■ **SET EXERCISE**: Select every line of the items below that contains the word "windshield" and copy each of those lines in full.

※

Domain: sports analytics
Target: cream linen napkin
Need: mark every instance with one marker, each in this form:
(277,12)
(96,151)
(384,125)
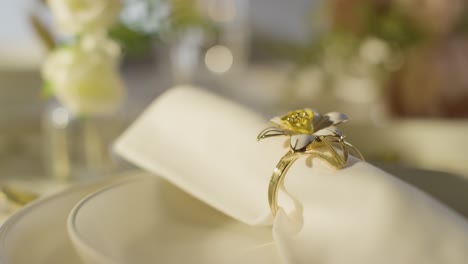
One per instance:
(206,145)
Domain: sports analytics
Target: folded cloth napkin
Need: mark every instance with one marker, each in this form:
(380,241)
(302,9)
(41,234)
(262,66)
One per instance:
(206,145)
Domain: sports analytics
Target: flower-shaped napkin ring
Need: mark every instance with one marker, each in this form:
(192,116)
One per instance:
(311,134)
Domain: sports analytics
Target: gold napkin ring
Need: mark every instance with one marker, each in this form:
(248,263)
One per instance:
(311,134)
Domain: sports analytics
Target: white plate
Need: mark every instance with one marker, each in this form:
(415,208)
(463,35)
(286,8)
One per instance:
(37,233)
(147,220)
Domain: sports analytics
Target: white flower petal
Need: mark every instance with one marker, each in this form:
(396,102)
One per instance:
(329,131)
(276,120)
(336,117)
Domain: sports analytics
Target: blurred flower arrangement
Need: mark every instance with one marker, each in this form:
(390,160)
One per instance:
(416,49)
(81,70)
(83,73)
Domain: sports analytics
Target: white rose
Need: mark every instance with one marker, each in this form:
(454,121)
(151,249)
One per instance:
(81,16)
(85,77)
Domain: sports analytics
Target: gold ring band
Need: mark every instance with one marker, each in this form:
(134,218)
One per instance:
(311,134)
(276,181)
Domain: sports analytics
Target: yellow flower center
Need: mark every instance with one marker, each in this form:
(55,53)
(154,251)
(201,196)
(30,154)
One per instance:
(300,121)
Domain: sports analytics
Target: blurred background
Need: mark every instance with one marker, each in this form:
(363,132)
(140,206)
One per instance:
(397,67)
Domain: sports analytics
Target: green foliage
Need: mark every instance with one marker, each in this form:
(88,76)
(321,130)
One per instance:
(133,43)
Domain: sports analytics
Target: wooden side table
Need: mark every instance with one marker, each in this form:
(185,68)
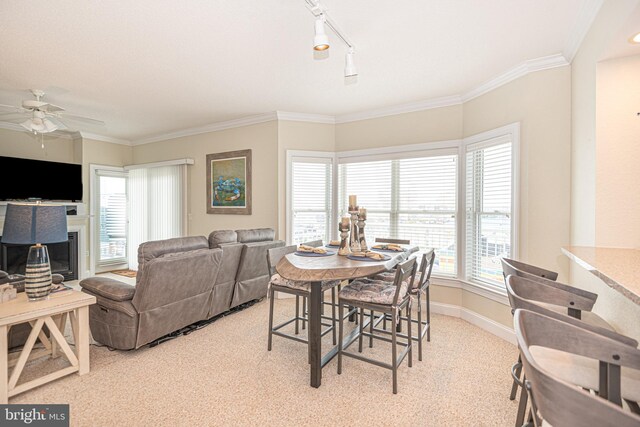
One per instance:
(53,313)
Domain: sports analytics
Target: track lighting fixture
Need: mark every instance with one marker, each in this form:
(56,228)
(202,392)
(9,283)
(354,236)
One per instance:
(321,40)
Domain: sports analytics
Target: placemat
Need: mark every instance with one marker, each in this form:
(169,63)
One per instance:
(357,258)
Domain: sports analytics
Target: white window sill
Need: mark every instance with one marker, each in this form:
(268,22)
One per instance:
(487,291)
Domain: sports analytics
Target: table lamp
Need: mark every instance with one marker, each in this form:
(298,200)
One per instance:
(36,224)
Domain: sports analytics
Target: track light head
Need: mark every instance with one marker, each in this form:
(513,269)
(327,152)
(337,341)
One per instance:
(349,64)
(320,40)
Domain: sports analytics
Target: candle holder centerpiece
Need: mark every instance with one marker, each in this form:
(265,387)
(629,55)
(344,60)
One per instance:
(354,240)
(344,227)
(362,217)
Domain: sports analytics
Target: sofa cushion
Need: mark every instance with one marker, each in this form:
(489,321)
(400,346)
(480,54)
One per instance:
(256,235)
(219,237)
(109,288)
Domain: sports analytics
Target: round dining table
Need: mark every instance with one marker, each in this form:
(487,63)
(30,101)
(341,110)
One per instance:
(316,269)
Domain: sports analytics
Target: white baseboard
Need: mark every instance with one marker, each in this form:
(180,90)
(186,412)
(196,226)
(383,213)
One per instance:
(489,325)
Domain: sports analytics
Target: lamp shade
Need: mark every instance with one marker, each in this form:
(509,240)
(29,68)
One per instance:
(28,224)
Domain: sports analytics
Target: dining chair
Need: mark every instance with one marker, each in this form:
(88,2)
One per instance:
(420,286)
(519,268)
(548,277)
(383,297)
(300,290)
(529,294)
(390,240)
(555,400)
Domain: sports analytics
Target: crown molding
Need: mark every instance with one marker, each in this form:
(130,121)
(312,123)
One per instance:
(229,124)
(445,101)
(58,134)
(586,16)
(104,138)
(516,72)
(305,117)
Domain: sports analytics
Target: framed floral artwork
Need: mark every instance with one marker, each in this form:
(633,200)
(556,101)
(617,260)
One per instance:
(229,183)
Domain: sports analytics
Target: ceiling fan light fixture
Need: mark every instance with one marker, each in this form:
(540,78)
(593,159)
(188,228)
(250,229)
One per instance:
(38,125)
(320,39)
(349,64)
(49,125)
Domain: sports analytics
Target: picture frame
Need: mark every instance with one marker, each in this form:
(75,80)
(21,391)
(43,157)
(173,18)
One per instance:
(229,183)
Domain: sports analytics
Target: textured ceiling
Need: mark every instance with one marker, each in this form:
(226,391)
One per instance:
(147,67)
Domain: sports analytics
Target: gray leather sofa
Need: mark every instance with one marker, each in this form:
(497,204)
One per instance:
(179,282)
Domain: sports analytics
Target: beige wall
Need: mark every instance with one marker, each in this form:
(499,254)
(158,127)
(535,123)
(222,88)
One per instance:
(438,124)
(583,121)
(261,138)
(588,167)
(298,136)
(541,102)
(618,152)
(102,153)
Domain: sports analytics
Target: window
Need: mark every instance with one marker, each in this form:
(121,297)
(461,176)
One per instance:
(112,219)
(458,197)
(311,199)
(408,198)
(156,198)
(489,208)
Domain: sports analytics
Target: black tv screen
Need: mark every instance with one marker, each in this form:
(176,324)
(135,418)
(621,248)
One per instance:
(37,179)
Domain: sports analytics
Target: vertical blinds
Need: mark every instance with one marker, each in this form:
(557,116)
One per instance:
(311,199)
(488,209)
(156,206)
(410,198)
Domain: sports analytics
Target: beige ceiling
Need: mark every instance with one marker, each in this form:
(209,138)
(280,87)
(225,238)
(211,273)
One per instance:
(147,67)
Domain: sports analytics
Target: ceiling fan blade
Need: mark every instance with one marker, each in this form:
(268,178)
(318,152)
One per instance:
(59,124)
(51,108)
(79,119)
(12,117)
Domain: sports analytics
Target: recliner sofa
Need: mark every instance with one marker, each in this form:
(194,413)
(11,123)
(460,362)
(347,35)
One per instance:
(180,281)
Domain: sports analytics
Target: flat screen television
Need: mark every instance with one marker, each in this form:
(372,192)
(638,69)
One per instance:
(24,179)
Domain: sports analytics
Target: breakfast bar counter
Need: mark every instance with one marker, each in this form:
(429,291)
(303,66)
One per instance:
(619,268)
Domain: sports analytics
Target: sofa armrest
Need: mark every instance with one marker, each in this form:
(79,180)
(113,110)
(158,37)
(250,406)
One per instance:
(112,289)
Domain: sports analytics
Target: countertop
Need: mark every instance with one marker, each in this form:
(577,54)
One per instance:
(617,267)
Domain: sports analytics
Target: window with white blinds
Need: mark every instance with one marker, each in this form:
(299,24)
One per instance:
(156,200)
(489,209)
(411,198)
(311,199)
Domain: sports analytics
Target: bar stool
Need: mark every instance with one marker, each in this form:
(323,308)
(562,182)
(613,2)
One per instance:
(420,286)
(530,294)
(557,400)
(383,297)
(299,289)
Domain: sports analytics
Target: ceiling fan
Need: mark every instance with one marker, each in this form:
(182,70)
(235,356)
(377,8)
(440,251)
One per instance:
(38,116)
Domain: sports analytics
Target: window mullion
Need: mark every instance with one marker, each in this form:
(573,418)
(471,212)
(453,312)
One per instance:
(395,196)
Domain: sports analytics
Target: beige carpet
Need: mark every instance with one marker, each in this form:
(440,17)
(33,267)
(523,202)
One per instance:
(222,375)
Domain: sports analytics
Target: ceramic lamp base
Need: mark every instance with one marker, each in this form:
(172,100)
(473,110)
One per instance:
(37,273)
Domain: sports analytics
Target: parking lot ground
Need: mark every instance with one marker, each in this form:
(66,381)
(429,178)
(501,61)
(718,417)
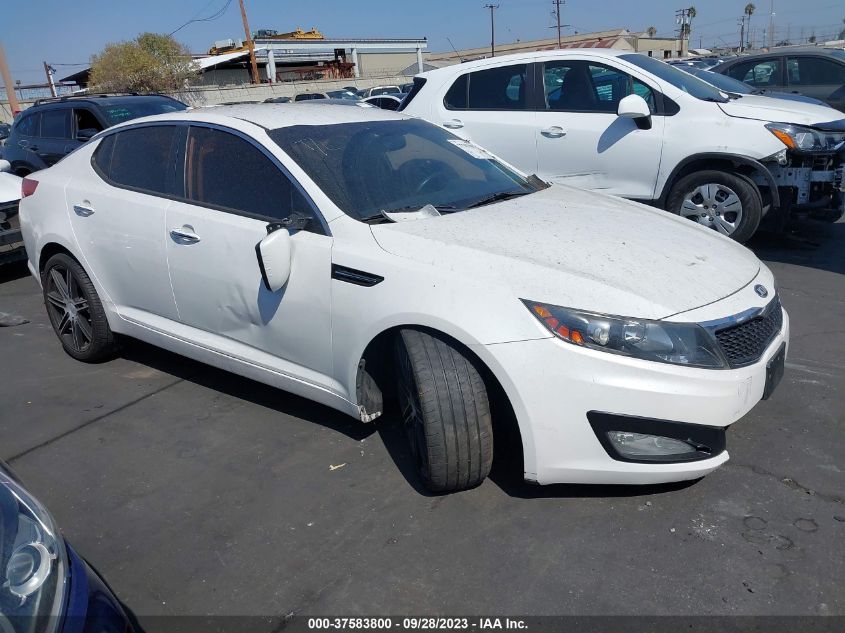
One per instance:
(194,491)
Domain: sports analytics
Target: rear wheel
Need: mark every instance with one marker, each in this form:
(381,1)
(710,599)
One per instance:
(727,203)
(445,411)
(75,310)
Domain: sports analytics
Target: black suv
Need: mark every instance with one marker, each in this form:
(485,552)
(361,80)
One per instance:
(52,128)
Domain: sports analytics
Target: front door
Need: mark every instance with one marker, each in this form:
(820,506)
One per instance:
(232,190)
(117,209)
(580,139)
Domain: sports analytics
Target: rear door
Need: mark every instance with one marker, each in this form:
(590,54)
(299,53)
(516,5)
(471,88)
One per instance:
(817,77)
(580,139)
(491,108)
(232,189)
(117,210)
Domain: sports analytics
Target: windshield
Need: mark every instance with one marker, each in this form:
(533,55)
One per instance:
(683,81)
(373,166)
(722,82)
(119,112)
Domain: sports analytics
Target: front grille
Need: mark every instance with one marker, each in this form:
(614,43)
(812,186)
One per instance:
(745,343)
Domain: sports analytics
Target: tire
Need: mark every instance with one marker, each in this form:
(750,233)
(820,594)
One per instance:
(75,310)
(728,203)
(445,411)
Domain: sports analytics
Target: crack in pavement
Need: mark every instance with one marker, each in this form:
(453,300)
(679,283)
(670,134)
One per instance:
(122,407)
(789,482)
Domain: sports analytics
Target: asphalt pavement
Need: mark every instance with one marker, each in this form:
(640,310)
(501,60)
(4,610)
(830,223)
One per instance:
(194,491)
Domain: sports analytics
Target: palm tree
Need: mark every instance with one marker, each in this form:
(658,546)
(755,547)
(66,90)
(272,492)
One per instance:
(749,9)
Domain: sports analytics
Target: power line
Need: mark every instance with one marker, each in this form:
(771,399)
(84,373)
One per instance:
(214,16)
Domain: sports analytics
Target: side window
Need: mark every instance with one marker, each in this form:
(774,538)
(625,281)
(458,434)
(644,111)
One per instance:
(55,124)
(143,158)
(225,171)
(28,125)
(760,74)
(498,88)
(576,86)
(84,119)
(814,71)
(456,97)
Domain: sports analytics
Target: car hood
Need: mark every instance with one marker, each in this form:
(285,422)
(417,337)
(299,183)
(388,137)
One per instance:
(579,249)
(763,108)
(10,187)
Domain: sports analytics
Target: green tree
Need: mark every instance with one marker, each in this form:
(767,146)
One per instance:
(149,63)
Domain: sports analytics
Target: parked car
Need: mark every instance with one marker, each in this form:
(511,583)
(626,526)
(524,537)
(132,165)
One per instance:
(385,102)
(310,96)
(814,71)
(52,128)
(737,87)
(44,584)
(349,253)
(381,90)
(11,242)
(633,126)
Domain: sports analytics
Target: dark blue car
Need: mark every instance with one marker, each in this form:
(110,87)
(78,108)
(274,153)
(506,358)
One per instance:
(45,586)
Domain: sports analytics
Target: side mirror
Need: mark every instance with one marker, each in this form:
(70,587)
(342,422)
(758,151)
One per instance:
(85,134)
(273,254)
(633,107)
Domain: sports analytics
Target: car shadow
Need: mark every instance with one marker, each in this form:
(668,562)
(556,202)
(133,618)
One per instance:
(244,389)
(805,243)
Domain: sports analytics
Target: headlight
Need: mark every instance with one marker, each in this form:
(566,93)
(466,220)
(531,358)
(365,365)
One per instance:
(678,343)
(804,139)
(33,561)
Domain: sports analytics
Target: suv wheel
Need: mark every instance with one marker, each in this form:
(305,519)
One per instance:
(728,203)
(75,311)
(445,411)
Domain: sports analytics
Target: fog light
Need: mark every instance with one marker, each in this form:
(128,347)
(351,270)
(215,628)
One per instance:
(642,445)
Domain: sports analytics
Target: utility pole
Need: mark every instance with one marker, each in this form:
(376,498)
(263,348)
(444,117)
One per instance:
(492,8)
(11,97)
(49,70)
(250,45)
(557,4)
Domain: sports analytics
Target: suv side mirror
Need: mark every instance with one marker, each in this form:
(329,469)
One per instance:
(85,135)
(273,253)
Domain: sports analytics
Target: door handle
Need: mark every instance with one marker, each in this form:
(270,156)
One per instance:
(184,235)
(554,131)
(83,210)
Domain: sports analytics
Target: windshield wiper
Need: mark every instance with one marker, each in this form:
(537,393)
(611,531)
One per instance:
(498,197)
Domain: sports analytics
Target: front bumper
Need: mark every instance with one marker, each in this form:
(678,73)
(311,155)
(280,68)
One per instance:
(553,385)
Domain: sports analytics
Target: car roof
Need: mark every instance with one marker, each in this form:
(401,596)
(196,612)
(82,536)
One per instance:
(526,56)
(273,115)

※

■ **CORRECT OUTPUT**:
Target: windshield
Target: windshield wiper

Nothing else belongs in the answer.